>> begin MATERIAL TO PROCESS

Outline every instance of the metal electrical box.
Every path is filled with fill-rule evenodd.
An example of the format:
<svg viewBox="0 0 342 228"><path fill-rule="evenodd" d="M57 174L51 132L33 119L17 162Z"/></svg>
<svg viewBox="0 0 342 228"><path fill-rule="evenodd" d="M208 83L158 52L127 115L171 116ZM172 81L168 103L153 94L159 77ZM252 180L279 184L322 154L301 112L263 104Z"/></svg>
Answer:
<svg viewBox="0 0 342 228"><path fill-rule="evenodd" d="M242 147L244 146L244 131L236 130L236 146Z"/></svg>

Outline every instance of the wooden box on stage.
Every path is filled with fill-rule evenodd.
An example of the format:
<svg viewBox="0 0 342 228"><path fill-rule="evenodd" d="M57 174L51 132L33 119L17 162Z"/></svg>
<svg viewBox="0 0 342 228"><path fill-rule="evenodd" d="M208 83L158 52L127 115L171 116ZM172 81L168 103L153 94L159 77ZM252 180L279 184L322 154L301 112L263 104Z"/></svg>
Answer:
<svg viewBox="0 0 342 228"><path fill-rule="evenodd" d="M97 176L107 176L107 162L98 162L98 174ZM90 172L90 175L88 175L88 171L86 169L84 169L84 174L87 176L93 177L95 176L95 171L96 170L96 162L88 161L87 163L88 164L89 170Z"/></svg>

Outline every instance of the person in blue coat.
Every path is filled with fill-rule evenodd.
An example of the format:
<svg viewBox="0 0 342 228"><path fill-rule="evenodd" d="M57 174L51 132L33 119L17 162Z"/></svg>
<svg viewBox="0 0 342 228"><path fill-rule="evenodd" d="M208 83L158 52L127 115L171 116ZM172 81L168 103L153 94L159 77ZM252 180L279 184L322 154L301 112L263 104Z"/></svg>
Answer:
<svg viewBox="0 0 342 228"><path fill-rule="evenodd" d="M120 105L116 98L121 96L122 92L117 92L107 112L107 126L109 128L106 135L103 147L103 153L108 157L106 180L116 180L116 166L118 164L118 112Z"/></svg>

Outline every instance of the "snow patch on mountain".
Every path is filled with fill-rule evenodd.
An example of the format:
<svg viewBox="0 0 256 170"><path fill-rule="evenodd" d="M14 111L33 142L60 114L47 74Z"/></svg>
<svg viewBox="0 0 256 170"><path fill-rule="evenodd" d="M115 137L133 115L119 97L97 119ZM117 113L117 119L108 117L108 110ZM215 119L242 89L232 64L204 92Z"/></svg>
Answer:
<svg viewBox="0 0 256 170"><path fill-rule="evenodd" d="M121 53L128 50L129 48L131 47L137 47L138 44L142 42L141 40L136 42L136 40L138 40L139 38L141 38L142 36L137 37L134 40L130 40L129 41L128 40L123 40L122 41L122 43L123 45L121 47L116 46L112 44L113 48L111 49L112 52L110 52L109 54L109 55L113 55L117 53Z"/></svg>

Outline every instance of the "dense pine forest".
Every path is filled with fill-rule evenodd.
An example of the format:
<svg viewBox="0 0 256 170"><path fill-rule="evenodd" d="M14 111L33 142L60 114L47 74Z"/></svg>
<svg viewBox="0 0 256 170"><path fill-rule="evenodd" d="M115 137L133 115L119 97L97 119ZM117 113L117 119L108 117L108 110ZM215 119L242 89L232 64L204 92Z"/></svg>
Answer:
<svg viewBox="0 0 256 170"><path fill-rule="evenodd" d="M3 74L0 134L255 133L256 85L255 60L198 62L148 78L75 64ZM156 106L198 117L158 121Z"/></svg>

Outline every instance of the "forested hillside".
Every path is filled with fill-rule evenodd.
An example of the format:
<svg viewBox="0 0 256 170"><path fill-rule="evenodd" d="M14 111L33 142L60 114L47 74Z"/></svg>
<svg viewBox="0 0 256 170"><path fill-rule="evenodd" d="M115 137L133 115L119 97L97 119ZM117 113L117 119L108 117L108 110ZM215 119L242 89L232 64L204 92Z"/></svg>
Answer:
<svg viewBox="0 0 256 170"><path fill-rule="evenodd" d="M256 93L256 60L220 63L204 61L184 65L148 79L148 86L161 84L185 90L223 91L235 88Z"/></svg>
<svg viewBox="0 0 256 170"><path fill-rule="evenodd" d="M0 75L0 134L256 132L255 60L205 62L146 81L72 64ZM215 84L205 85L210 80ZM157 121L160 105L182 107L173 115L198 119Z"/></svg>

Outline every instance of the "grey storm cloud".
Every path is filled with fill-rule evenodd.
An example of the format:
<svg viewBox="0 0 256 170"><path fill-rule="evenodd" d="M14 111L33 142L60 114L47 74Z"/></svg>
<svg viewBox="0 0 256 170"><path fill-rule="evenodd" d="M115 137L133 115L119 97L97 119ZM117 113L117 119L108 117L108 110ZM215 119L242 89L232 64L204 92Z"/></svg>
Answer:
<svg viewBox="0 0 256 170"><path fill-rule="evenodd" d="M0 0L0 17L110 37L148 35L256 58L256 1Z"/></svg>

>> end MATERIAL TO PROCESS

**WRITTEN EXERCISE:**
Please format the records from their first line through the line containing "176L107 176L107 162L98", inclusive, as a numbered list, leaving out any blank lines.

**EXERCISE RESULT:**
1. Outline every instance of the metal electrical box.
2. Every path is filled with fill-rule evenodd.
3. An example of the format:
4. <svg viewBox="0 0 342 228"><path fill-rule="evenodd" d="M57 174L51 132L33 119L17 162Z"/></svg>
5. <svg viewBox="0 0 342 228"><path fill-rule="evenodd" d="M208 83L158 52L127 115L171 116ZM172 81L168 103L153 94L159 77ZM252 180L279 184L322 154L301 112L263 104Z"/></svg>
6. Answer:
7. <svg viewBox="0 0 342 228"><path fill-rule="evenodd" d="M242 147L244 146L244 131L236 130L236 146Z"/></svg>
8. Outline every instance of the wooden box on stage.
9. Every path is filled with fill-rule evenodd.
10. An example of the format:
11. <svg viewBox="0 0 342 228"><path fill-rule="evenodd" d="M57 174L51 132L33 119L17 162Z"/></svg>
12. <svg viewBox="0 0 342 228"><path fill-rule="evenodd" d="M208 83L158 52L127 115L171 116ZM172 81L168 103L153 94L159 77ZM252 180L279 184L322 154L301 112L263 104Z"/></svg>
13. Answer:
14. <svg viewBox="0 0 342 228"><path fill-rule="evenodd" d="M97 176L107 176L107 162L98 162L98 174ZM90 172L90 175L88 175L88 171L86 169L84 169L84 174L87 176L93 177L95 176L95 171L96 170L96 162L88 161L87 163L88 164L89 170Z"/></svg>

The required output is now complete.